>>>

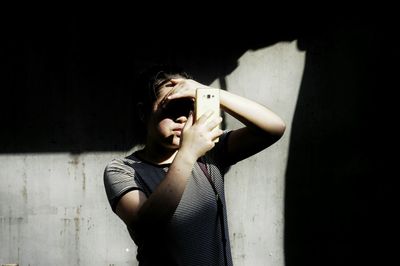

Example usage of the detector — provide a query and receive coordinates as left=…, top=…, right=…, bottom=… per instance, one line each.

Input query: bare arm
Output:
left=168, top=79, right=286, bottom=161
left=220, top=90, right=286, bottom=161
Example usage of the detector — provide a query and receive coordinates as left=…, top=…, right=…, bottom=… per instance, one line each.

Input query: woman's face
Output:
left=147, top=81, right=193, bottom=149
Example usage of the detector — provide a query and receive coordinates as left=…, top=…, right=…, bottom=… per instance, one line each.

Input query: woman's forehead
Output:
left=156, top=80, right=174, bottom=99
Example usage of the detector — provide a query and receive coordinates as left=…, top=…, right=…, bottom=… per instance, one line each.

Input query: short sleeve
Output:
left=104, top=159, right=143, bottom=212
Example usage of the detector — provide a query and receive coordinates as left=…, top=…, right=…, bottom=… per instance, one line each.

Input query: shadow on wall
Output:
left=0, top=15, right=293, bottom=153
left=0, top=10, right=398, bottom=266
left=285, top=17, right=398, bottom=266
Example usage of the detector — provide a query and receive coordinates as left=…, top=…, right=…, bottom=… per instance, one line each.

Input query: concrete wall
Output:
left=0, top=41, right=305, bottom=266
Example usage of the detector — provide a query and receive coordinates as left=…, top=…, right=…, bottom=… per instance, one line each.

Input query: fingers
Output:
left=167, top=78, right=197, bottom=100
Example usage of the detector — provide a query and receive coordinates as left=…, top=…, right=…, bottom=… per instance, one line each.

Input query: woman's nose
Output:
left=175, top=115, right=187, bottom=123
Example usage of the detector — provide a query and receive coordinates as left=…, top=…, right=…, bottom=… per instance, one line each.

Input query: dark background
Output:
left=0, top=11, right=399, bottom=266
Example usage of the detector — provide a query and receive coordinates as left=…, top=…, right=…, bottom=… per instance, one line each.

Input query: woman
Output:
left=104, top=66, right=285, bottom=266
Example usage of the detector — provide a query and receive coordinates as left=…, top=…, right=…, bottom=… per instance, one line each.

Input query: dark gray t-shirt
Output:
left=104, top=133, right=233, bottom=266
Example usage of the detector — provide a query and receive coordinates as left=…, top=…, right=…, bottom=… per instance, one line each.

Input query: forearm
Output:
left=220, top=90, right=285, bottom=136
left=136, top=150, right=197, bottom=226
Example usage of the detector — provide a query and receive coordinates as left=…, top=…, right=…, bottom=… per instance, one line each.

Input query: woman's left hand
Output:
left=165, top=79, right=207, bottom=102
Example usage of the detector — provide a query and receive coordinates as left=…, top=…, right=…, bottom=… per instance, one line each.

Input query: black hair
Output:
left=134, top=64, right=192, bottom=144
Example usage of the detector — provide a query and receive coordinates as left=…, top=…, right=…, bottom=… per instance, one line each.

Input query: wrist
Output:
left=175, top=147, right=198, bottom=164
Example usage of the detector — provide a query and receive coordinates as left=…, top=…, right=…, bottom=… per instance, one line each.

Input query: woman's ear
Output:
left=136, top=102, right=146, bottom=123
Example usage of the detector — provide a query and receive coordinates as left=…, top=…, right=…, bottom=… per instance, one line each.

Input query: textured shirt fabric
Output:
left=104, top=133, right=233, bottom=266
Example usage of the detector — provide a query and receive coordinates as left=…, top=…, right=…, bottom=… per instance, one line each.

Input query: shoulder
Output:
left=104, top=156, right=141, bottom=178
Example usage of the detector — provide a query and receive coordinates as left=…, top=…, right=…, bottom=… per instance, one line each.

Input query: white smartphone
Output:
left=194, top=88, right=221, bottom=142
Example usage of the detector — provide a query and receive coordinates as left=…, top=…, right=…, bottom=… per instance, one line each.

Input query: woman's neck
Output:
left=138, top=144, right=178, bottom=164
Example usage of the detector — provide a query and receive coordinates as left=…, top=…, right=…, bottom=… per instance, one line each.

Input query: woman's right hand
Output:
left=179, top=111, right=223, bottom=160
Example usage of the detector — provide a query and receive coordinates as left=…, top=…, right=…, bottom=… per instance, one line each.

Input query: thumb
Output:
left=183, top=111, right=193, bottom=131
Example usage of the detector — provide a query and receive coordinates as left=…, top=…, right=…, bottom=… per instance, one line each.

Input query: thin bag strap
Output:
left=197, top=160, right=228, bottom=265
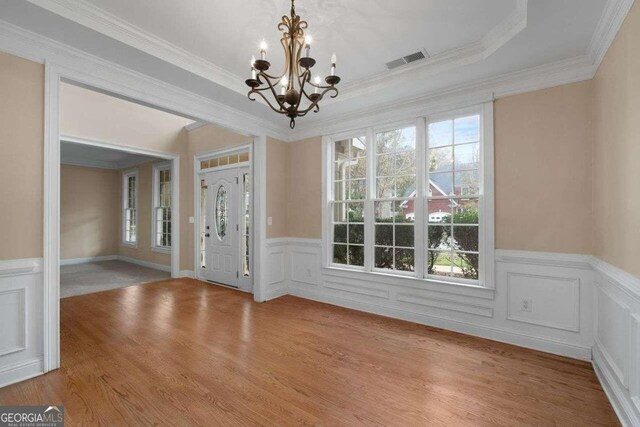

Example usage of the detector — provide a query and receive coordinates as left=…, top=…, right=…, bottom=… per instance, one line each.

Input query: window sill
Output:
left=151, top=246, right=171, bottom=255
left=322, top=266, right=495, bottom=300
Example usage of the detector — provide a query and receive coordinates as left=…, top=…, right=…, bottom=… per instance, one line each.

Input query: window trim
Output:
left=151, top=162, right=174, bottom=254
left=120, top=169, right=140, bottom=248
left=322, top=101, right=495, bottom=289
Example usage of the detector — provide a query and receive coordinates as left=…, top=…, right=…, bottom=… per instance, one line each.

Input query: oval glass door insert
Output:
left=215, top=185, right=228, bottom=240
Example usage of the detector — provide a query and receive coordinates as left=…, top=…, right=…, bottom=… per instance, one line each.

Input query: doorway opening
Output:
left=194, top=145, right=254, bottom=292
left=60, top=136, right=179, bottom=298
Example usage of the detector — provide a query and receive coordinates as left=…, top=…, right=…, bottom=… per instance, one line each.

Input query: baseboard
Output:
left=264, top=285, right=292, bottom=302
left=60, top=255, right=118, bottom=265
left=289, top=287, right=591, bottom=361
left=0, top=357, right=44, bottom=388
left=180, top=270, right=196, bottom=279
left=593, top=343, right=640, bottom=427
left=118, top=255, right=171, bottom=273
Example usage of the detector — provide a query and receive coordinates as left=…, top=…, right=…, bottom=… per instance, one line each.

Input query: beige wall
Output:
left=267, top=138, right=292, bottom=239
left=593, top=2, right=640, bottom=276
left=60, top=165, right=122, bottom=259
left=286, top=137, right=322, bottom=238
left=0, top=52, right=44, bottom=260
left=284, top=82, right=592, bottom=253
left=495, top=82, right=593, bottom=254
left=116, top=161, right=171, bottom=265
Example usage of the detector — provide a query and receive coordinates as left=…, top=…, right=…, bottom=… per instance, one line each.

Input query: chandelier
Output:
left=246, top=0, right=340, bottom=129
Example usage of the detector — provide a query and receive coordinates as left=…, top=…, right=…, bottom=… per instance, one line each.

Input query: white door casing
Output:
left=204, top=169, right=240, bottom=287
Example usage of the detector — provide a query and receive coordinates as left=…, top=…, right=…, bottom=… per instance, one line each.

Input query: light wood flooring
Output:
left=0, top=279, right=617, bottom=426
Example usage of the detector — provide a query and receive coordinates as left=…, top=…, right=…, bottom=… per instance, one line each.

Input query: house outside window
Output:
left=122, top=170, right=138, bottom=247
left=323, top=103, right=494, bottom=286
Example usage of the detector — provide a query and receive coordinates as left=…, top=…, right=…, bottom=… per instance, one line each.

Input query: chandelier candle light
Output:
left=246, top=0, right=340, bottom=129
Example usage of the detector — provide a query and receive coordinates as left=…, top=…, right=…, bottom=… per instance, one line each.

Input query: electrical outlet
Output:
left=520, top=298, right=533, bottom=313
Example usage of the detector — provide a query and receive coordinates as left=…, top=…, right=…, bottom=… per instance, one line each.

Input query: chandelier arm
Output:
left=255, top=71, right=282, bottom=90
left=251, top=74, right=286, bottom=111
left=260, top=80, right=287, bottom=114
left=298, top=100, right=320, bottom=117
left=247, top=90, right=287, bottom=114
left=321, top=86, right=338, bottom=98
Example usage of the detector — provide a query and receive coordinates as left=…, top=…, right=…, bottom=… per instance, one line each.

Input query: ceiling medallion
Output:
left=246, top=0, right=340, bottom=129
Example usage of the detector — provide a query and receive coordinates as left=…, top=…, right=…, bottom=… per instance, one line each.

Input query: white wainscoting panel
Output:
left=0, top=258, right=44, bottom=387
left=592, top=258, right=640, bottom=426
left=265, top=239, right=288, bottom=301
left=280, top=239, right=593, bottom=360
left=507, top=271, right=580, bottom=332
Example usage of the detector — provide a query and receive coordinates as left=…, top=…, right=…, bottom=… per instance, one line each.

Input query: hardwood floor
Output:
left=0, top=279, right=618, bottom=426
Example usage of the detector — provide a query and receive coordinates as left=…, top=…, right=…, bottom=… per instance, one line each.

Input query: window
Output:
left=426, top=115, right=480, bottom=280
left=151, top=163, right=171, bottom=253
left=122, top=170, right=138, bottom=246
left=373, top=126, right=416, bottom=271
left=325, top=104, right=493, bottom=285
left=242, top=172, right=251, bottom=277
left=200, top=179, right=207, bottom=268
left=331, top=136, right=367, bottom=267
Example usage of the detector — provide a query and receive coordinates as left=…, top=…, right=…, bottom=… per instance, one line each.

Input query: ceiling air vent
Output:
left=387, top=49, right=429, bottom=70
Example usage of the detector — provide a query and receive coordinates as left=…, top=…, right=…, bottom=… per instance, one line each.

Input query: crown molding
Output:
left=28, top=0, right=528, bottom=105
left=289, top=56, right=595, bottom=141
left=28, top=0, right=247, bottom=93
left=589, top=0, right=634, bottom=68
left=0, top=20, right=290, bottom=140
left=323, top=0, right=528, bottom=106
left=289, top=0, right=634, bottom=141
left=0, top=0, right=634, bottom=142
left=184, top=122, right=207, bottom=132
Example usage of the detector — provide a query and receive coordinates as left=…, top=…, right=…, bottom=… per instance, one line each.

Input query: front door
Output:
left=202, top=168, right=251, bottom=291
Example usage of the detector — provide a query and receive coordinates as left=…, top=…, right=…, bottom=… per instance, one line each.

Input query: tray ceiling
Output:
left=0, top=0, right=630, bottom=134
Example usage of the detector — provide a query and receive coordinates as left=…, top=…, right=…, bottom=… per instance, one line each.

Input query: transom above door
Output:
left=199, top=166, right=253, bottom=292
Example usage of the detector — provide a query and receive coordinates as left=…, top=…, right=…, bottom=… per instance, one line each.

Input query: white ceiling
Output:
left=60, top=141, right=159, bottom=169
left=0, top=0, right=623, bottom=134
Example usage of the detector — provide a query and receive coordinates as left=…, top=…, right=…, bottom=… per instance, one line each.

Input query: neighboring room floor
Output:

<<<

Rewrite the entries from the start through the line containing "left=220, top=90, right=286, bottom=161", replacing "bare arm" with "bare shoulder" and changing nothing else. Leave the pictures out of your answer.

• Finished exercise:
Example usage of the detector — provide a query and receive coordinates as left=…, top=…, right=…, bottom=… per instance, one line each.

Input query: bare shoulder
Output:
left=168, top=79, right=286, bottom=161
left=220, top=90, right=286, bottom=161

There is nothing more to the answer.